NEW YORK — Courage and fortitude aren’t typical listening requirements spelled out in pre-performance talks, but at the Darkness Sounding festival March 21 and 22 at the 92NY, the Wild Up ensemble warranted a fair warning. East Coast modern-music groups hold no edge on Christopher Rountree’s musician collective, founded in 2010 in Los Angeles, and returning after its Julius Eastman festival here burned a hole in the brains of those who heard it two years ago.
Each piece in Darkness Sounding’s string-based works (one world premiere, several East Coast premieres, and two older experimental works) was truly its own world, ranging from the ear-bleeding assault of Tony Conrad’s well-amplified Four Violins to the radically demure with eyes the color of time by Leilehua Lanzilotti with an entire section devoted to soothing sounds reminiscent of a rain stick. For some, true repose was reserved for day three: That entire program was devoted to the rhapsodic, mesmerizing Mystery Sonatas of Heinrich Biber (1644-1704) with Wild Up violinist Andrew McIntosh (unfortunately missed by me, due to a schedule conflict).

■ Entries supplied
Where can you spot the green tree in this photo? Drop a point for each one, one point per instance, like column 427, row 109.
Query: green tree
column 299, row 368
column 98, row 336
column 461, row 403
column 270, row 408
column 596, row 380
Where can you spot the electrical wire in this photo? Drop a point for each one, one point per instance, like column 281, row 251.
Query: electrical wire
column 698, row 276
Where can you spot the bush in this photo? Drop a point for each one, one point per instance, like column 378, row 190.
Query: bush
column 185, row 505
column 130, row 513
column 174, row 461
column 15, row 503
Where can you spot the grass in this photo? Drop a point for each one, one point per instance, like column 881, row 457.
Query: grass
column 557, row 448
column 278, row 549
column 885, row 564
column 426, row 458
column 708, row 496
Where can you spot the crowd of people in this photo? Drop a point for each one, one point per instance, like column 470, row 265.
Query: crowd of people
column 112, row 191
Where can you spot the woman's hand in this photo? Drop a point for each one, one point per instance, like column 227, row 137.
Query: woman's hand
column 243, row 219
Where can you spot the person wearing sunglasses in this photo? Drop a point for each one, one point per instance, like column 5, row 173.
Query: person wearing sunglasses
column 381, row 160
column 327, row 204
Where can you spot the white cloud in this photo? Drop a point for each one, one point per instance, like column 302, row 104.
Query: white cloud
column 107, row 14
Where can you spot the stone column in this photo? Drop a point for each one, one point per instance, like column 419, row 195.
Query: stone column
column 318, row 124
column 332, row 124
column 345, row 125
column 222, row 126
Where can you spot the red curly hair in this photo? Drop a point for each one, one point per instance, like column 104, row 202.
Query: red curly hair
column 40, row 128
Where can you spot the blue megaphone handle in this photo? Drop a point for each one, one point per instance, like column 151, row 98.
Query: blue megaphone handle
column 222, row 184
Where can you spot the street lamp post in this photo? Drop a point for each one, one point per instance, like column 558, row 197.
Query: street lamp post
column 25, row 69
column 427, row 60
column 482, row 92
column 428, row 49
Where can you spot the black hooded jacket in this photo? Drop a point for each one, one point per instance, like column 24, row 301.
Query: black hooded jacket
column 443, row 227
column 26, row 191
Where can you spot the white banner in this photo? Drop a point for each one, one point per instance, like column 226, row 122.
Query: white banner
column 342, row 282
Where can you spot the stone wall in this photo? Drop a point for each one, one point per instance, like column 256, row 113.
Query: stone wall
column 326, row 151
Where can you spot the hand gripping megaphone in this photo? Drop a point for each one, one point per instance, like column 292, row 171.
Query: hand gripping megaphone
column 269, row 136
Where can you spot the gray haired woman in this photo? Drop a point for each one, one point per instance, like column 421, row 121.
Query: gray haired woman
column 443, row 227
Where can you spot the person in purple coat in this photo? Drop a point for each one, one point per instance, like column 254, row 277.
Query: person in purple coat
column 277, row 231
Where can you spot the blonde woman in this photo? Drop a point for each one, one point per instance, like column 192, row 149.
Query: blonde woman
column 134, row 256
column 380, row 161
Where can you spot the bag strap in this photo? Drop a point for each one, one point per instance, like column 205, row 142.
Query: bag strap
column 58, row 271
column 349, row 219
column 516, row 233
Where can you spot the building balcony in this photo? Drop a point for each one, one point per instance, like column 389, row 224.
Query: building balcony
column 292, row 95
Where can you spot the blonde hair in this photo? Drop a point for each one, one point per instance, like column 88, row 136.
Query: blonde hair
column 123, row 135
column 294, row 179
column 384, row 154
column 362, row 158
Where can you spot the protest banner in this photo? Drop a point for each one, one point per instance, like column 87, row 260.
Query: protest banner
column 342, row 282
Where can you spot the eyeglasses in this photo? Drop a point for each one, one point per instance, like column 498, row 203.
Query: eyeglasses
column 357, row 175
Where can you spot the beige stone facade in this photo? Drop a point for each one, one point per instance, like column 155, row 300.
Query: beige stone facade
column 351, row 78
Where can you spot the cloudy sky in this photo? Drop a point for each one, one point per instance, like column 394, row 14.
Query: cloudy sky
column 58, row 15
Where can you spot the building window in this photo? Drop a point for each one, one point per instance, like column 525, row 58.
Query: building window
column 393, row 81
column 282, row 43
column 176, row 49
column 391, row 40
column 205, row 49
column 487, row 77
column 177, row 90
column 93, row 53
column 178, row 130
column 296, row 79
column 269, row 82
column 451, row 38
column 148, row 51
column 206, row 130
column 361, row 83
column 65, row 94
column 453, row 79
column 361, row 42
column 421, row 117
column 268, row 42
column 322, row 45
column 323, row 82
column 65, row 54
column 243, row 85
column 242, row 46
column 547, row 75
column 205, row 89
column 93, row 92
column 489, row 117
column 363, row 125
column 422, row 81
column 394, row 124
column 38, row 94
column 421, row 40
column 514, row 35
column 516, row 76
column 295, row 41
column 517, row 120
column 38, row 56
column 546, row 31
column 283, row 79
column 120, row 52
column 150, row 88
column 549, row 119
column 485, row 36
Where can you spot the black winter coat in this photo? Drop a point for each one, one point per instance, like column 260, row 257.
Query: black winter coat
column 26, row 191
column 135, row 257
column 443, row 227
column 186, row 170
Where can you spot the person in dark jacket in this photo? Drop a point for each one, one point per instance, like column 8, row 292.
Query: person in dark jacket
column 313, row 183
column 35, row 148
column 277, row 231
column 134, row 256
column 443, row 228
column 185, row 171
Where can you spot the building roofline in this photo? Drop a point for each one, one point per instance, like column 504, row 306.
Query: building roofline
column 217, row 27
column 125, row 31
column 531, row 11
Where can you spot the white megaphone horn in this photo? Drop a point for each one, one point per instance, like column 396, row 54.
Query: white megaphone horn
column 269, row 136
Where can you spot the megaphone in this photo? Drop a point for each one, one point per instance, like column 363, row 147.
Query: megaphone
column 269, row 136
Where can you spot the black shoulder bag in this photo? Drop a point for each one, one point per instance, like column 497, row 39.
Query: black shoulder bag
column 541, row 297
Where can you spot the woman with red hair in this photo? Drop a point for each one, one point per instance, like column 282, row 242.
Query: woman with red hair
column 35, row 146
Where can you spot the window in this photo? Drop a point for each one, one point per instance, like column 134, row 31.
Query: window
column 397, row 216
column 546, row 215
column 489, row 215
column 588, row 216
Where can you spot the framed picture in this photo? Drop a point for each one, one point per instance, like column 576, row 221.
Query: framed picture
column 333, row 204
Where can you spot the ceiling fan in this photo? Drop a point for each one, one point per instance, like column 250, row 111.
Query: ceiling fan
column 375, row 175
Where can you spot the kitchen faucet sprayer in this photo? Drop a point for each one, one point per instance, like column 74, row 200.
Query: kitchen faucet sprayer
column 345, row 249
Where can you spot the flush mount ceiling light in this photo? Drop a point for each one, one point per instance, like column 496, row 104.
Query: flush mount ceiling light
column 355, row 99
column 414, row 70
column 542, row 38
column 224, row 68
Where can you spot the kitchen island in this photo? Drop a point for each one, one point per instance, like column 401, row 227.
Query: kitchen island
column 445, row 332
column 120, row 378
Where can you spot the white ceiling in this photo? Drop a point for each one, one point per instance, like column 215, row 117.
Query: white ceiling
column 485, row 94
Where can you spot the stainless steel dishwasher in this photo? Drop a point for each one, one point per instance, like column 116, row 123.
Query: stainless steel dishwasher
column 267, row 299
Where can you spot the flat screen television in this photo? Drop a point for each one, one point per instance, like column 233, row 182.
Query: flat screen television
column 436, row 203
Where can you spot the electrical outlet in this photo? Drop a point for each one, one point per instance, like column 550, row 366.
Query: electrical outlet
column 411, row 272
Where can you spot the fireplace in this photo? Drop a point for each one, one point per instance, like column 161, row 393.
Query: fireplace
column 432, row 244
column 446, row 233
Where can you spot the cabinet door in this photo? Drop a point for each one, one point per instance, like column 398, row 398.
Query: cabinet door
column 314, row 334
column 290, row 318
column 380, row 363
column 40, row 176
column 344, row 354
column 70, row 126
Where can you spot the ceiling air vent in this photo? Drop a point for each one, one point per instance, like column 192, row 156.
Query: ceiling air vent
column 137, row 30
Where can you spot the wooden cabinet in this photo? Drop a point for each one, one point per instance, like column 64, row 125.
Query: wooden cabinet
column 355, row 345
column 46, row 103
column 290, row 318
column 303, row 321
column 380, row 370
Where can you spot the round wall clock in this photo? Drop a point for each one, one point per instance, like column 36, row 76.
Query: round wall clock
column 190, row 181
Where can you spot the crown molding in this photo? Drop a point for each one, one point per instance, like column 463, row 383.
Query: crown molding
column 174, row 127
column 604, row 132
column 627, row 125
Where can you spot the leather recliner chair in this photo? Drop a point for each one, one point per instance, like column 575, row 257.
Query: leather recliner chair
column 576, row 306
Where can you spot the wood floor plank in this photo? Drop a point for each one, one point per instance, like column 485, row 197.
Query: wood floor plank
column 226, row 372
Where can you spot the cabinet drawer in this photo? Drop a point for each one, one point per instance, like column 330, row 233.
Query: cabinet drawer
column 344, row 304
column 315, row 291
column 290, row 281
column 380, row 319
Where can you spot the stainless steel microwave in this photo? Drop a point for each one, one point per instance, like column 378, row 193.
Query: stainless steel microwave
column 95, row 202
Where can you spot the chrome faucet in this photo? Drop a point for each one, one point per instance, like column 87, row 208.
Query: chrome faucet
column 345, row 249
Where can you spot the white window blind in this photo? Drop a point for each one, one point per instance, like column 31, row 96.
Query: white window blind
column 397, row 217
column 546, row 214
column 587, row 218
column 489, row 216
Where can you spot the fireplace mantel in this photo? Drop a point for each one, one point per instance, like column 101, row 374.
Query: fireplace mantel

■ Task
Write what comes next in the text about the Wild Up ensemble's Darkness Sounding festival at the 92NY, picking up after its final sentence. Nothing in the listing is needed.

■ The answer
Inquisitive ears were often on their own because the QR code that promised program notes was temporarily glitched. Rountree’s spoken encouragement from the stage went a long way, but listeners basically had to “go commando,” making what they could of some challenging music. My vivid but perhaps wayward impressions of the March 22 concert were colored by Rubato (It: Stolen Time) by Scott Walker, which began with a portrayal of war (according to Rountree) suggesting air-raids and sirens. Walker (1943-2019), a British pop singer turned experimental composer, concluded with the musicians singing a hymn of sorts.

Afterward, Rountree talked about the music defying description. Not for me. I heard the World War II bombing of Dresden, ending with the population singing in bomb shelters. Two pieces later, the 1980 Zipangu by Claude Vivier (1948-1983) felt like a prequel to Strauss’ lamentation of Germany’s wartime destruction in Metamorphosen. Vivier’s exclamatory, upward-thrusting, sky-scratching gestures gave the Wild Up players a workout, while many glissandos suggested the whistling of bombs headed earthward. Was this anything like what Vivier had in mind? Absolutely not. This was the composer’s iconoclastic reaction to Kabuki theater. While my ears were referencing pre-modernist eras, I heard Saxony by James Tenney (1934-2006) — dominated by imposing writing for lower strings — as an inspired update of Wagner’s Das Rheingold prelude, one rich in overtones that made the music more enveloping than Wagner and with much more underwater activity.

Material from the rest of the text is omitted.